• Work to complete
Show every line of the data where the word "hood" can be found.

• Task inputs
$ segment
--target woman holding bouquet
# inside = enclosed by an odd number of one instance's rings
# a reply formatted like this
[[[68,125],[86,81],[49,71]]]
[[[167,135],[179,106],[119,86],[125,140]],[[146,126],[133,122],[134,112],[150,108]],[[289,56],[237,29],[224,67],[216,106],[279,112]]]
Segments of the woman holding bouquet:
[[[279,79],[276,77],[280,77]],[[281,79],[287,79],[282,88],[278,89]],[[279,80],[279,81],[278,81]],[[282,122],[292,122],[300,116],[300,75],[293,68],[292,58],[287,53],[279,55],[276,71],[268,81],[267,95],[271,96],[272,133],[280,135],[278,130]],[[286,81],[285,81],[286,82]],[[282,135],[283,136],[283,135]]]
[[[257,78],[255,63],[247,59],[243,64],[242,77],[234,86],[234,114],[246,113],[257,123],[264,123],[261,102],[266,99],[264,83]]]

--

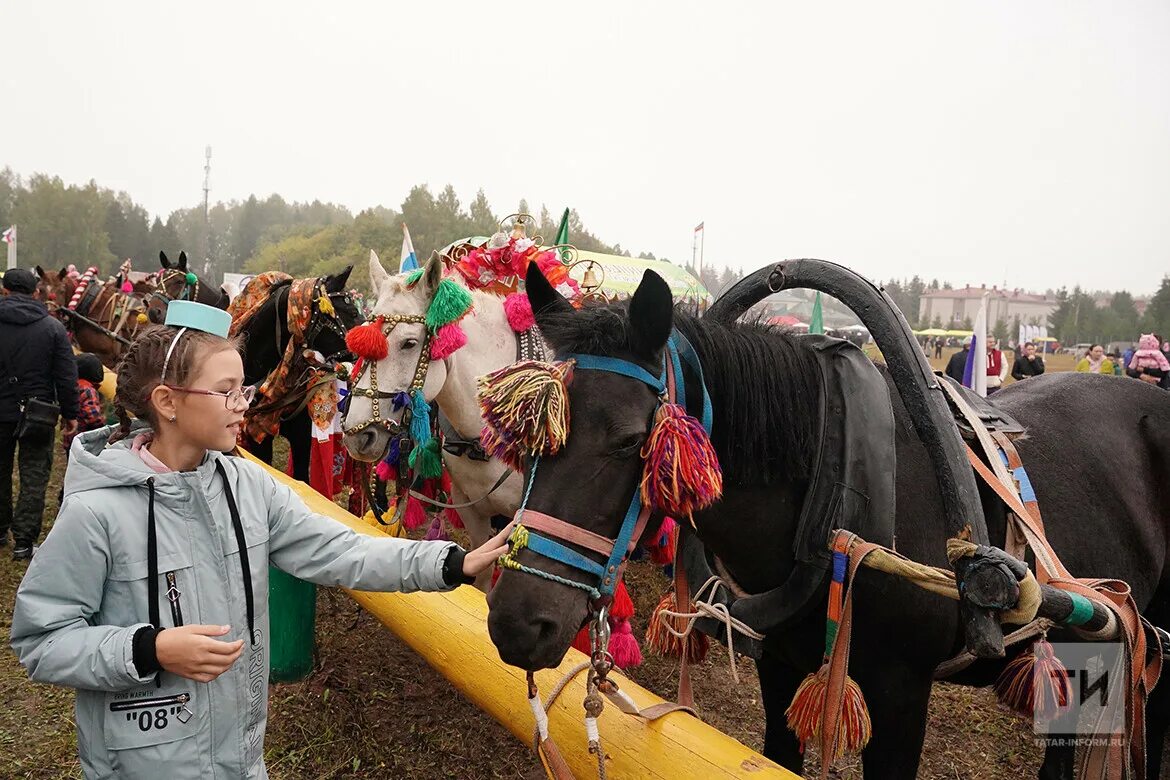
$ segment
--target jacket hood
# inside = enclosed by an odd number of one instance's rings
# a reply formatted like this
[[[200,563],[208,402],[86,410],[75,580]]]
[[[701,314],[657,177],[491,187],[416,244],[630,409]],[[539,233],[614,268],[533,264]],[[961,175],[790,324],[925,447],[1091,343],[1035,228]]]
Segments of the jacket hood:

• Answer for the task
--target jacket hood
Segments of the jacket hood:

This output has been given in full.